> _Письменное задание_
Продолжите, пожалуйста, приведённое ниже интервью с Юрием Смекаловым, начав сразу после его последнего предложения.
--- Предоставленный текст ---
Смысл прогресса в смелости

Смысл прогресса в смелости

На протяжении 20 лет артист балета Юрий Смекалов выступает в родном Санкт-Петербурге и на международных сценах как балетный танцор и хореограф. Два десятка лет высочайшего профессионального уровня из 38 лет жизни Юрия. Смекалов — это новое дыхание российского балета, экспансией возвращающего себе славу великого, вдох полной грудью свободного и талантливого человека. Беседа с солистом Мариинского театра, балетмейстером, постановщиком-хореографом десятков фееричных спектаклей и, выделим отдельно, «Соляриса», взорвавшего этой весной театральное сообщество Петербурга, а также членом «Всемирного клуба петербуржцев».

Юрий Смекалов

Юрий Смекалов

Юрий Смекалов — олицетворение творческого поколения, которое не боится меняться и жаждет роста, воплощая амбиции. В его профессиональной карьере было несколько переломных моментов: травма, новая профессия, уход от Бориса Эйфмана после 10-летнего служения в его экспериментальном театре, новая сцена — Мариинская, которая уже покорена, и рождение собственного авторского имени в балете в качестве хореографа-постановщика.

Про авантюристов Юрия Смекалова и графа Вронского 

30 апреля Мариинский театр праздновал ваше 20-летие в качестве солиста балетной труппы, и к этому замечательному событию был приурочен показ балета «Анна Каренина», где вы исполнили партию графа Вронского. Почему выбор пал именно на эту постановку, и что значит для вас эта роль?

Так сложилось, что сегодня моя творческая сценическая жизнь делится на два равных отрезка по 10 лет: служение в театре Бориса Эйфмана и в Мариинском театре. И неким мостом между этими театральными мирами стала именно партия Вронского.

У Бориса Эйфмана в период моего становления в балетном искусстве роль Вронского стала одной из главных и ярчайших — она создавалась конкретно под меня, каким я был именно тогда.
--- Исходные материалы ---
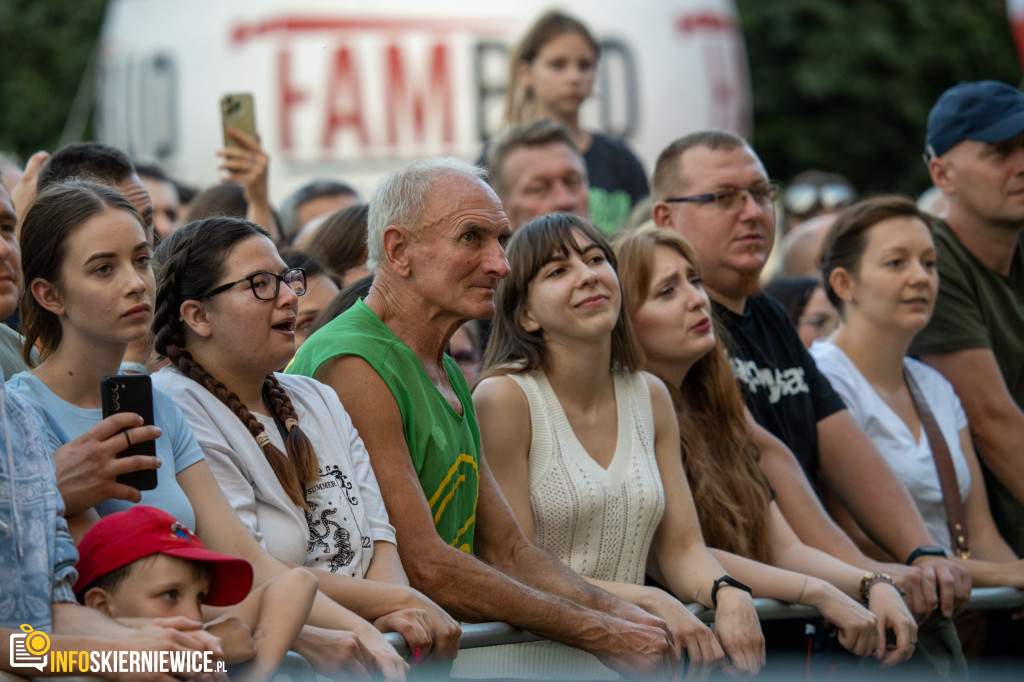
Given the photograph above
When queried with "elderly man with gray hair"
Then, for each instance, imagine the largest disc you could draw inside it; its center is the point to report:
---
> _Результат выполнения_
Авторский театр Бориса Эйфмана категорически отличается от академического, классического формата с большим репертуаром: работая в таком театре, приходится исполнять волю и фантазию одного художника, подчиняющегося своему мировоззрению, ощущениям и психологической форме того, как он видит произведение и тебя в нем. И 10 лет — это, на мой взгляд, достаточно много для того, чтобы прочувствовать внутренний мир автора и стать его отражением на сцене.

Когда я пришел в Мариинский театр на рубеже творческой деятельности, то одной из первых партий в новом статусе стала постановка Алексея Ратманского, вновь в «Анне Карениной». И это работа другого хореографа, которая разительно отличается от взгляда Бориса Эйфмана своим хореографическим языком и отношением к роману. Поднимается очень важная тема — личное отношение и понимание литературной классики. Ведь мы русские — это наш менталитет и корни, но интересно то, что в этом романе у каждого человека есть свои опорные точки, на которые ты обращаешь внимание.

Для меня лично первостепенно противостояние двух направлений отношения к миру и к человечеству в целом — это две параллельные линии Левина и Карениной, движущиеся к своему концу. Но конец может быть и началом, поэтому Левин тянется к внутренней свободе в любви, в понимании, в успокоении, а вот у Карениной, напротив, путь к смерти. Если бы я ставил «Анну Каренину», то говорил бы именно об этом, а любовный треугольник мне не интересен напрочь. Показать любовные метания между тремя яркими персонажами не так заманчиво.

Случай никогда не возникает на пустом месте. К нему нужно быть внутренне готовым – иметь смелость, знания и немножечко таланта, чтобы этот случай реализовать.

Теперь очень интересно услышать ваше отношение к Вронскому.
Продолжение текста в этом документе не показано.